* Task set:
1. Reproduce the passage of the pull request thread on TransportNodesAction from "original-brownbear · 2020-09-24T10:57:59Z" up to and including "review now :)", without any change.
2. Summarize the pull request thread on TransportNodesAction in two sentences.
3. Resume the pull request thread on TransportNodesAction, picking up after its final comment.

Make TransportNodesAction finishHim Execute on Configured Executor by original-brownbear · Pull Request #62753 · elastic/elasticsearch

original-brownbear · 2020-09-22T10:13:02Z

Currently, finishHim can either execute on the specified executor
(in the less likely case that the local node request is the last to arrive)
or on a transport thread.
In case of e.g. org.elasticsearch.action.admin.cluster.stats.TransportClusterStatsAction
this leads to an expensive execution that deserializes all mapping metadata in the cluster
running on the transport thread and destabilizing the cluster. In case of this transport
action it was specifically moved to the MANAGEMENT thread to avoid the high cost of processing
the stats requests on the nodes during fan-out but that did not cover the final execution
on the node that received the initial request. This PR adds to ability to optionally specify the executor for the final step of the
nodes request execution and uses that to work around the issue for the slow TransportClusterStatsAction.

Note: the specific problem that motivated this PR is essentially the same as #57937 where we moved the execution off the transport and on the management thread as a fix as well.

Currently, `finishHim` can either execute on the specified executor (in the less likely case that the local node request is the last to arrive) or on a transport thread. In case of e.g. `org.elasticsearch.action.admin.cluster.stats.TransportClusterStatsAction` this leads to an expensive execution that deserializes all mapping metadata in the cluster running on the transport thread and destabilizing the cluster. In case of this transport action it was specifically moved to the `MANAGEMENT` thread to avoid the high cost of processing the stats requests on the nodes during fan-out but that did not cover the final execution on the node that received the initial request.

elasticmachine · 2020-09-22T10:13:04Z

Pinging @elastic/es-distributed (:Distributed/Network)

…ring-serialization

original-brownbear · 2020-09-24T10:57:59Z

As discussed during distrib sync: I updated the PR to only fork off to another thread for the specific transport action that was causing trouble here, should be good for review now :)

henningandersen

LGTM.

Can we also add an assert to TransportClusterStatsAction.newResponse that it does not run on a transport thread (or always runs on a management thread)?

henningandersen · 2020-09-28T11:33:28Z

server/src/main/java/org/elasticsearch/action/support/nodes/TransportNodesAction.java

-                return;
-            }
-            listener.onResponse(finalResponse);
+            threadPool.executor(finalExecutor).execute(ActionRunnable.supply(listener, () -> newResponse(request, responses)));


nit: this reintroduces double firing the listener if listener.onResponse fails (will also invoke onFailure now). I am OK with it, since it is a separate effort to come up with a good solution for the pattern you use here - unless you can see an easy way around it.

* Recorded data:
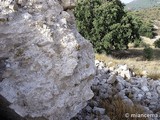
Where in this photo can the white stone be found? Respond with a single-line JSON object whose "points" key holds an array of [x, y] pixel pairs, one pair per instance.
{"points": [[98, 110], [145, 88], [111, 79], [51, 78], [158, 89]]}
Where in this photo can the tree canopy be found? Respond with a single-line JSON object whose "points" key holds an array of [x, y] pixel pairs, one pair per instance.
{"points": [[106, 24]]}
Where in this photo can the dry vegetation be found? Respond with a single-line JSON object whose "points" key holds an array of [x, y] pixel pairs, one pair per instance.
{"points": [[135, 61], [117, 109]]}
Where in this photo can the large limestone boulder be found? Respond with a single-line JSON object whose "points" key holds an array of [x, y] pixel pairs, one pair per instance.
{"points": [[46, 66]]}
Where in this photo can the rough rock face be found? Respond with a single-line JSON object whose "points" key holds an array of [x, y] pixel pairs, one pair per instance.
{"points": [[46, 66], [108, 86]]}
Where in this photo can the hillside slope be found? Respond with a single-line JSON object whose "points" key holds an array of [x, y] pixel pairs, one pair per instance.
{"points": [[141, 4]]}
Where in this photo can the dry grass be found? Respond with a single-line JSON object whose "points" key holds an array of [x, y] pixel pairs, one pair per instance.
{"points": [[135, 61], [116, 110]]}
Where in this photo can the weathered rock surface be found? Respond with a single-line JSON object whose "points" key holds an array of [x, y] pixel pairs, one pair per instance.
{"points": [[46, 66], [132, 90]]}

* In response:
1.
original-brownbear · 2020-09-24T10:57:59Z

As discussed during distrib sync: I updated the PR to only fork off to another thread for the specific transport action that was causing trouble here, should be good for review now :)

2. The pull request addresses the fact that finishHim in TransportNodesAction can run on a transport thread, which for TransportClusterStatsAction leads to an expensive execution that deserializes all mapping metadata in the cluster and destabilizes it. After a discussion, the change was narrowed to fork off to another thread only for that transport action, and a reviewer approved it while asking for an assertion that TransportClusterStatsAction.newResponse does not run on a transport thread.

3.
I knew you were gonna point that out (really :)). The problem here is, that we really need this safe-guard here I think. Otherwise an exception in listener.onResponse (highly likely a bug in the transport code but still) would lead to the request never getting a response back leaking memory on the caller. We have the same issue when we run this on the same thread actually (the transport handler upstream brings the exception back around to the listener in that case).
-> no easy fix here for now I'm afraid. But I do think we should look into adding more assertions for this kind of thing to ActionRunnable like you did to ActionListener.map and clean these things up more for sure.

…ring-serialization

original-brownbear · 2020-09-28T12:04:50Z

Can we also add an assert to TransportClusterStatsAction.newResponse that it does not run on a transport thread (or always runs on a management thread)?

Done in 474d4cb , went with the not-transport-thread assertion since we use that in multiple other places. Also, it's a little more flexible if we want to start using the transport action in DeterministicTaskQueue tests (I have some background experiments with that ongoing :)).

original-brownbear · 2020-09-28T12:57:00Z

Thanks Henning!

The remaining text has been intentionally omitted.